▸ Brief A: Please count the lines in the listing that contain the word "ornament" and give only that number.

▸ Text shown:
Run the df.describe() function on your df_ords dataframe. Using your new knowledge about how to interpret the output of this function, share in a markdown cell whether anything about the data looks off or should be investigated further.
Tip: Keep an eye on min and max values!


In [35]:
df_ords.describe()

Unnamed: 0,order_id,user_id,order_number,orders_day_of_week,order_hour_of_day,days_since_last_order
count,3421083.0,3421083.0,3421083.0,3421083.0,3421083.0,3214874.0
mean,1710542.0,102978.2,17.15486,2.776219,13.45202,11.11484
std,987581.7,59533.72,17.73316,2.046829,4.226088,9.206737
min,1.0,1.0,1.0,0.0,0.0,0.0
25%,855271.5,51394.0,5.0,1.0,10.0,4.0
50%,1710542.0,102689.0,11.0,3.0,13.0,7.0
75%,2565812.0,154385.0,23.0,5.0,16.0,15.0
max,3421083.0,206209.0,100.0,6.0,23.0,30.0


- First of all the columns 'order_id', 'user_id' and 'order_number' should not be present when we run the function 'describe()' because in the last exercise I transformed them in strings. Probably what's happening here is that the .csv file don't store the dataype and we have to set at the moment of the import the datatype for the columns.
  So since the first 3 columns should not be here we can skip them.
- Looking at the count in 'days-since-last-order' it look likes we are missing some values in that column. This may be caused bysome customers beeing first -time-buyers or they might be incomplete or corruped.
- In the 'order_day_of_week' the min value are 0 and 6. 7 numbers as the days of the week, they just start indexing the Sunday(?) with 0.


## 3

Check for mixed-type data in your df_ords dataframe


In [None]:
# Run functfor loop to check for inconsistent datatype.
# Using this sytax because is not deprecated as the one suggested in the course.

for col in df_ords.columns.tolist():
    weird = (df_ords[[col]].map(type) != df_ords[[col]].iloc[0].apply(type)).any(axis=1)
    if len(df_ords[weird]) > 0:
        print(col)

There's no miced values in the dataframe variables.


## 4

If you find mixed-type data, fix it. The column in question should contain observations of a single data type.


In [41]:
# checking the columns
df_ords.dtypes

order_id                   int64
user_id                    int64
order_number               int64
orders_day_of_week         int64
order_hour_of_day          int64
days_since_last_order    float64
dtype: object

## 5

Run a check for missing values in your df_ords dataframe.
In a markdown cell, report your findings and propose an explanation for any missing values you find.


In [43]:
# run the function to chedck for missing values
df_ords.isnull().sum()

order_id                      0
user_id                       0
order_number                  0
orders_day_of_week            0
order_hour_of_day             0
days_since_last_order    206209
dtype: int64

'days_since_last_order' has a lot of missing values. Here we have to understand if this is caused by the fact that some of theese people have never made an order or an error of the transciption of the databse.
This information should be stored in another dataframe and sent to the customer to have a check.


In [None]:
# Create a dataframe with the null values using 'isNull() = True'
df_ords_missing = df_ords[df_ords["days_since_last_order"].isnull() == True]

## 6

Address the missing values using an appropriate method.

▸ Brief B: In the notebook excerpt, how many missing values does the days_since_last_order column have?

▸ Exercise material:
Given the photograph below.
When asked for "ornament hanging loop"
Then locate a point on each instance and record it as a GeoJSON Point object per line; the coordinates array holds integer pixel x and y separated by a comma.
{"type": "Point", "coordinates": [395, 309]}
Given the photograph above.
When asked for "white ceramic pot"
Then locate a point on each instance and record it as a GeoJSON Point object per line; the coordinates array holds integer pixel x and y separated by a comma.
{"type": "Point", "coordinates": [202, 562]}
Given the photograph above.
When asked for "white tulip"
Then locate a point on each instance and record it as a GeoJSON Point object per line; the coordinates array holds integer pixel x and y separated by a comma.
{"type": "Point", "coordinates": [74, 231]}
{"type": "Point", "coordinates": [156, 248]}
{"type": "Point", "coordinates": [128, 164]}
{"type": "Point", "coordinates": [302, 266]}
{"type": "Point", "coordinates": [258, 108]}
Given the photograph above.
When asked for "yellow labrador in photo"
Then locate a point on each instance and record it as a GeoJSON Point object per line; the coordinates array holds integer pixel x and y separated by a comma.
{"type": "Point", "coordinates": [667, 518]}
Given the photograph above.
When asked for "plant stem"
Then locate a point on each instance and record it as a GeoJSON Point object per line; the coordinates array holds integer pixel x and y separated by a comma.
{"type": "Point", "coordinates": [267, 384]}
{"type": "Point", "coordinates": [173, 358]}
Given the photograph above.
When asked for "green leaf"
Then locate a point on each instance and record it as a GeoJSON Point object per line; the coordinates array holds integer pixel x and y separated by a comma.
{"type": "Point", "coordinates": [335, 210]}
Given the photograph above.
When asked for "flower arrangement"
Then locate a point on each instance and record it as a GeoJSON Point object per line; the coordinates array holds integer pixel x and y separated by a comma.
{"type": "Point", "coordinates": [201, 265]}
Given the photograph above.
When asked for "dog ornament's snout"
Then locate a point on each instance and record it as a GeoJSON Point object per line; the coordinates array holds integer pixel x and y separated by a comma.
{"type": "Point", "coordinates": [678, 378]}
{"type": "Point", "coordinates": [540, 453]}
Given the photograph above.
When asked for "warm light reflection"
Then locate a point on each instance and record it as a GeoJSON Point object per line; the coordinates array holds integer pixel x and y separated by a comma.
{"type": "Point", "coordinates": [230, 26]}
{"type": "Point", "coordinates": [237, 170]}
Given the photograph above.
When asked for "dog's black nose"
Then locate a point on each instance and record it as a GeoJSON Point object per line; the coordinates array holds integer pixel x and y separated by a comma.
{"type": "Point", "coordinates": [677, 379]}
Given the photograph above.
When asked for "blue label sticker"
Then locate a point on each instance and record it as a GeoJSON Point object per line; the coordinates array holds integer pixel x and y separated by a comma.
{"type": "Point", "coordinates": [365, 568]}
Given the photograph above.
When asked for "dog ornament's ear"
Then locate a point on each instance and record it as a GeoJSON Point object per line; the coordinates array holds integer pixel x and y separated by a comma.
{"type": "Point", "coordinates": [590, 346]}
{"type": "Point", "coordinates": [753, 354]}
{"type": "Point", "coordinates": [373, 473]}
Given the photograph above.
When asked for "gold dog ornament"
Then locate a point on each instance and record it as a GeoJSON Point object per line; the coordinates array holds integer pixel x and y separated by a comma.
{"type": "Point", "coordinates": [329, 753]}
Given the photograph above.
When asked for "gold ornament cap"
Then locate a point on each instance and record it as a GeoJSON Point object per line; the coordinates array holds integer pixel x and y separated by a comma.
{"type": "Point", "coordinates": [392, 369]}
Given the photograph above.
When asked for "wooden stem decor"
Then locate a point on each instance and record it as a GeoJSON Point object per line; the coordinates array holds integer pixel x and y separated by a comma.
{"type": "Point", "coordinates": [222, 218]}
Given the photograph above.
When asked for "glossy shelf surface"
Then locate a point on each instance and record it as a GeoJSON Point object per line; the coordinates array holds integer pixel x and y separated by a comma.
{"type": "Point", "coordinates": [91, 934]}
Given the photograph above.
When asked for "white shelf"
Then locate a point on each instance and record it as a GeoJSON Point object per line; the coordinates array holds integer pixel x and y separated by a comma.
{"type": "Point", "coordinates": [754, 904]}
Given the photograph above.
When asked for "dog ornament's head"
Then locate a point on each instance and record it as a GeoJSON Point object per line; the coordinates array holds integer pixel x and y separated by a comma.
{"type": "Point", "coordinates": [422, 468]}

▸ Right answer A: 6

▸ Right answer B: It has 206209 missing values.